• _TAREA DEL EJERCICIO_: Según la reseña cinematográfica, ¿en qué ciudad transcurre la segunda parte de la película y en qué dos lugares?

• _TEXTO MOSTRADO_:
%%

Uno también quiere saber
algo más.
La segunda parte, larga y
tanto más hablada que la primera, transcurre en Limoges. Primero en el
cementerio, y después en una casona que fuera propiedad del muerto y a la
que los que lo fueron a sepultar usan de refugio para pasar la noche. Esta
casona quiere ser la caja de resonancia de conflictos hondos y
trascendentales. Sin embargo, uno se empieza a aburrir. En parte porque
las palabras no reconocen una unidad (explícita o implícita) que
contribuya al crecimiento de los temas. El absurdo de la muerte (y de la
vida), la elección de una sexualidad a contrapelo de los genitales (casi
todos acaban siendo por lo menos "medio gays"), las barreras
afectivas, entre muchos otros tópicos, son una y mil veces aludidos de
refilón por criaturas que ponen cara de estar diciendo cosas
importantes. Pascal Greggory (El tiempo recobrado) es el que más
exagera y, por lo tanto, el candidato puesto para saturar ya desde la etapa
ferroviaria. Pero hasta a Jean-Louis Trintignant (como el hermano del
muerto) se hace difícil digerirlo.
Por otro lado, y en este
contexto, cada homosexual, travesti, culo y teta que se muestra tiene algo
de gratuito. De compañía artificial, o cuanto menos ampulosa, de todas
esas palabras que no se sabe de dónde vienen, ni hacia dónde van.

%%

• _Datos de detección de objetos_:
%%

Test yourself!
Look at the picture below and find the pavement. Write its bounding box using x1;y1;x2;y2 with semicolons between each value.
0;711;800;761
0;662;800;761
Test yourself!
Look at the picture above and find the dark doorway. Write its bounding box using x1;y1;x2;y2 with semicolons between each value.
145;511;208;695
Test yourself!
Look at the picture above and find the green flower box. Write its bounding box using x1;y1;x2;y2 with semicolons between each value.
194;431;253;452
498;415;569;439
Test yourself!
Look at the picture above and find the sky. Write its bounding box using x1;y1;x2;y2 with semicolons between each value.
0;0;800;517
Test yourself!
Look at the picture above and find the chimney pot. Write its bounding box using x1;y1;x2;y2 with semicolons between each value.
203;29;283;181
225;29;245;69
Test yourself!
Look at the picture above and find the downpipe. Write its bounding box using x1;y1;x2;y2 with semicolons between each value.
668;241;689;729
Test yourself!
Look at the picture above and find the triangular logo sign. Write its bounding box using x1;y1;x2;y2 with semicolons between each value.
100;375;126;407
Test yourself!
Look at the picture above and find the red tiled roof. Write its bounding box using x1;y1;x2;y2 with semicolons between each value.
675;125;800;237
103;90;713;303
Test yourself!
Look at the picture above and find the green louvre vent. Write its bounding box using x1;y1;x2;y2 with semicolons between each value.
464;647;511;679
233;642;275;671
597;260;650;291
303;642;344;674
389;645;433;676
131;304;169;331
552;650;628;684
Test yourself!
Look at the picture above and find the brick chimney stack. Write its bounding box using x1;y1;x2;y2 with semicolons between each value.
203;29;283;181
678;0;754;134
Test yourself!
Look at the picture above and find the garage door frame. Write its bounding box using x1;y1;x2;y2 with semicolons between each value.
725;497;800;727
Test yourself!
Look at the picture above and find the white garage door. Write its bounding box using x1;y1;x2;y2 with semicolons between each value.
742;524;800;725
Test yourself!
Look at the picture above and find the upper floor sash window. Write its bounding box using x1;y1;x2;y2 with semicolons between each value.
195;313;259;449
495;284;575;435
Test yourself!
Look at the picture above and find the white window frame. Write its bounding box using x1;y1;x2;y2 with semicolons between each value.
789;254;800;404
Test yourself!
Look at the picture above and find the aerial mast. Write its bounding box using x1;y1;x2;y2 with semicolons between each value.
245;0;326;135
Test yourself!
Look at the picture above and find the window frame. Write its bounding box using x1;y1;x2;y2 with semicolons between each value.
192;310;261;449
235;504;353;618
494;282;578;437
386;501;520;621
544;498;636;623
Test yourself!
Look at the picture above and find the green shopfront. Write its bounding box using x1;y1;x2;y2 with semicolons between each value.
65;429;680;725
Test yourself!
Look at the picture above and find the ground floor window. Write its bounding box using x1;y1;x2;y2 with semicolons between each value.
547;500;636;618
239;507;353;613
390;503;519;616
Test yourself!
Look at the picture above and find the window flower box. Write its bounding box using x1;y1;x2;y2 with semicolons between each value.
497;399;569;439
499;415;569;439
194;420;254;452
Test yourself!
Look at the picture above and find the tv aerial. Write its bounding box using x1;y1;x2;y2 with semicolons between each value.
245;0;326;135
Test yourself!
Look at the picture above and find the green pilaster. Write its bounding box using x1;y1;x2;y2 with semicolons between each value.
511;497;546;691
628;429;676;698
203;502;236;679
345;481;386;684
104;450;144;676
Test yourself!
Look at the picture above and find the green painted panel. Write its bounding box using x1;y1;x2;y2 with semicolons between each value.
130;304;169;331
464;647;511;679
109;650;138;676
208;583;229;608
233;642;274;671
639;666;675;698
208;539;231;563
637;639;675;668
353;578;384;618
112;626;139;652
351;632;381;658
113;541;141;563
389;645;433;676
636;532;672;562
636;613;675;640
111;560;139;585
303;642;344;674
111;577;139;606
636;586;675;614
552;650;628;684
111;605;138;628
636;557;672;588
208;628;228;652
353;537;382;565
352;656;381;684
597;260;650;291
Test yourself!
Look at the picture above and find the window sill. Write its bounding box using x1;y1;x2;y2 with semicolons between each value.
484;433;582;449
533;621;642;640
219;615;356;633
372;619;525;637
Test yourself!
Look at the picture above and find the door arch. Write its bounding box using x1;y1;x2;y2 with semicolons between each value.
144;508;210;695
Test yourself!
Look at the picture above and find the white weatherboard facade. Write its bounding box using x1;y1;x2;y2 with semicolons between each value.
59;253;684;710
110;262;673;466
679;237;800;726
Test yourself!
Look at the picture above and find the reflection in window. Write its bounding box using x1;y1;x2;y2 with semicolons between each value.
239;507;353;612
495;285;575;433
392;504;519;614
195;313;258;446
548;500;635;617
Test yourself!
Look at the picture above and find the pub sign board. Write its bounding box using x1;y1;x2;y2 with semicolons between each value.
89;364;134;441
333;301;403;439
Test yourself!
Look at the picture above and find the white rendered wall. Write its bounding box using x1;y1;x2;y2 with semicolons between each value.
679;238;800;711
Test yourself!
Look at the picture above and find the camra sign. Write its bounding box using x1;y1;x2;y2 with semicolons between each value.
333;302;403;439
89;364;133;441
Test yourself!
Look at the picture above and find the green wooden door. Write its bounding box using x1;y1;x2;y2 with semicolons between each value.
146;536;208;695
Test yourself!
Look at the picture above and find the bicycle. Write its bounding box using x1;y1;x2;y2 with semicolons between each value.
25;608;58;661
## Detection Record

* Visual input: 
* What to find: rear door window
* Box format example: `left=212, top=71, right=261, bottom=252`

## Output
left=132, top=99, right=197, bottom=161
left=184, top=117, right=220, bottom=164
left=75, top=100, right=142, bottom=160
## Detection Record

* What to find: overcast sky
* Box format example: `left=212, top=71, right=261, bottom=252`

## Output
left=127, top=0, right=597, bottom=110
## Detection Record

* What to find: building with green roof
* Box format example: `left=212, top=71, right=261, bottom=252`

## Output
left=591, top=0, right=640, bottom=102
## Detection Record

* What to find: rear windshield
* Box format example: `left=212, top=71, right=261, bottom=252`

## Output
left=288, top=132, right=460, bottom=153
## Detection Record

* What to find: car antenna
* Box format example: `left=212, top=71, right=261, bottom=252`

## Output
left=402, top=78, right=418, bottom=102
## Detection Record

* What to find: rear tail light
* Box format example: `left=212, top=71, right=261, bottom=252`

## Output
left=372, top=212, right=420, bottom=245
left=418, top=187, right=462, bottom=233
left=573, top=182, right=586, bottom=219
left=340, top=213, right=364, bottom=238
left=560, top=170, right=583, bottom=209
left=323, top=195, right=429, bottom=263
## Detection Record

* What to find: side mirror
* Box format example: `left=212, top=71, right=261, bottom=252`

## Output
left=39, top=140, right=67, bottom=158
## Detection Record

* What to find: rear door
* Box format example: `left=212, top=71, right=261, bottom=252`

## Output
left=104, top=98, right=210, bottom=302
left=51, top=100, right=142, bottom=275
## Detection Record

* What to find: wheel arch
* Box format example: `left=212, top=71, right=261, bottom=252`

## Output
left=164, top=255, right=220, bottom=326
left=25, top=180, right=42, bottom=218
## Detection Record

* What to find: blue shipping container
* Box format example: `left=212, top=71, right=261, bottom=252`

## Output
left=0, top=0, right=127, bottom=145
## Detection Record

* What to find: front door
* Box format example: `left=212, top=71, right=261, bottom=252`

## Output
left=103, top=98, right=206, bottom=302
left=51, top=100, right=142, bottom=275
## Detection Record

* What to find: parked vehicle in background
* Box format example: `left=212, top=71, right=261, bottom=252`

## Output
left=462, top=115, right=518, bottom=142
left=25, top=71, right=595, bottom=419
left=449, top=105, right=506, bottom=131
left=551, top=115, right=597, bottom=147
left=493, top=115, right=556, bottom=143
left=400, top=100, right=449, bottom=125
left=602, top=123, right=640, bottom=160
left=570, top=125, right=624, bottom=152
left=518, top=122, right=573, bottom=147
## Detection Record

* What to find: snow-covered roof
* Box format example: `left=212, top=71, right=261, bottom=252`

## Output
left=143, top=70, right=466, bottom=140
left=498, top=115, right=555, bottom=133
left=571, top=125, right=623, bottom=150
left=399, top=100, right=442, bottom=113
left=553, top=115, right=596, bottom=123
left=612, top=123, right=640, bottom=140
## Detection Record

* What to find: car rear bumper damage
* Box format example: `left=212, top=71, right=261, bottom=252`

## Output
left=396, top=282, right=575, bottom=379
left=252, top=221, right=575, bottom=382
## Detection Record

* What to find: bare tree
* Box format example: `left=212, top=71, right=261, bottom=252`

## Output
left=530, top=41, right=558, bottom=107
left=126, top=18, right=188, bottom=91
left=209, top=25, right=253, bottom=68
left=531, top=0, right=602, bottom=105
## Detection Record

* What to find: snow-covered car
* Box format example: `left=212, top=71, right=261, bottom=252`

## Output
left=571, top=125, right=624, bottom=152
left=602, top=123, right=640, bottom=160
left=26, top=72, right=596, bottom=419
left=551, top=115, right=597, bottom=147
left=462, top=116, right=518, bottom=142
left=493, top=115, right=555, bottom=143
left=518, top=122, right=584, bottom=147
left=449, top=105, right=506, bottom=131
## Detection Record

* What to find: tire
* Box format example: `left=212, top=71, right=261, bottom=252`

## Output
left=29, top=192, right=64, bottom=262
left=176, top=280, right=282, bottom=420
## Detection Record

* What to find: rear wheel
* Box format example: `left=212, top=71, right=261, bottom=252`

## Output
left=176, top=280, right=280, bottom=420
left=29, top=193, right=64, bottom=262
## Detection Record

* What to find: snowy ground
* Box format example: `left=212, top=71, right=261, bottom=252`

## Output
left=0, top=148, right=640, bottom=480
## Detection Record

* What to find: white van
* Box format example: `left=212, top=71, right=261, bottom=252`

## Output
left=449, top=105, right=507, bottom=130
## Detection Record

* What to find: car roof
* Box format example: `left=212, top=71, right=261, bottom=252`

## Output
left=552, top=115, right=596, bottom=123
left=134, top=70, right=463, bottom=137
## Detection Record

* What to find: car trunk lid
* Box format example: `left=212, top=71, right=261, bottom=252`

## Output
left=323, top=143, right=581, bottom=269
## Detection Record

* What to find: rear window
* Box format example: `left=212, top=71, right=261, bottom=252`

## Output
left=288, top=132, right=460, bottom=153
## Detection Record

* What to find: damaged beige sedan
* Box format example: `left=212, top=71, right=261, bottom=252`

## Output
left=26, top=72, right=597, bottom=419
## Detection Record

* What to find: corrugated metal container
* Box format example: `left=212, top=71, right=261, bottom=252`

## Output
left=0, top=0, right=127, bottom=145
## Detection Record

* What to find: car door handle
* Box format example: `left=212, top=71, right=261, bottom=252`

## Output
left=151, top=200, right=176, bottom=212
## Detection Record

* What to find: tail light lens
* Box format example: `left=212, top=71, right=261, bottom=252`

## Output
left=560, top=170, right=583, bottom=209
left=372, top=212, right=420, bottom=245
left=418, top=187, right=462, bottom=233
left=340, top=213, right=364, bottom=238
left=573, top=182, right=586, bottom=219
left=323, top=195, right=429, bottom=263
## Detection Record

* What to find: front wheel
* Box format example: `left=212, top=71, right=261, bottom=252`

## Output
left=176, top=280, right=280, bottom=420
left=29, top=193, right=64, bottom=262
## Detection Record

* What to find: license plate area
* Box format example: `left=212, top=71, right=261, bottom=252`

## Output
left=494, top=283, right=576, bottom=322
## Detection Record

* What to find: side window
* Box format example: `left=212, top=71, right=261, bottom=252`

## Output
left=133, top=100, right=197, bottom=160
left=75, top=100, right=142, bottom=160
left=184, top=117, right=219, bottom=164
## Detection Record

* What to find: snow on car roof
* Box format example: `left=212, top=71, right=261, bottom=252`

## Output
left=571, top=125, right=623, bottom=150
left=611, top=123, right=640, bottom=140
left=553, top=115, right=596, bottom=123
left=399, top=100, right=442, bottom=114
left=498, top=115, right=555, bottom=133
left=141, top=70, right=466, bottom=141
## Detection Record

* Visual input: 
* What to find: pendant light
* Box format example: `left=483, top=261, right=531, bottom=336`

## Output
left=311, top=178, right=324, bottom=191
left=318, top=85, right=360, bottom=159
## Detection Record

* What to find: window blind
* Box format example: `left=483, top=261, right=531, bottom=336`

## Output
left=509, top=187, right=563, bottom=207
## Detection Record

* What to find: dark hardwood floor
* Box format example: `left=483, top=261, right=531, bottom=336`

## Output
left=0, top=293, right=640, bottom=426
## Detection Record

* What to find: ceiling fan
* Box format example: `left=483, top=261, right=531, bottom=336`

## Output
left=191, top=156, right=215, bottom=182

%%

• _RESULTADO DE LA TAREA_: En Limoges, primero en el cementerio y después en una casona que fue propiedad del muerto.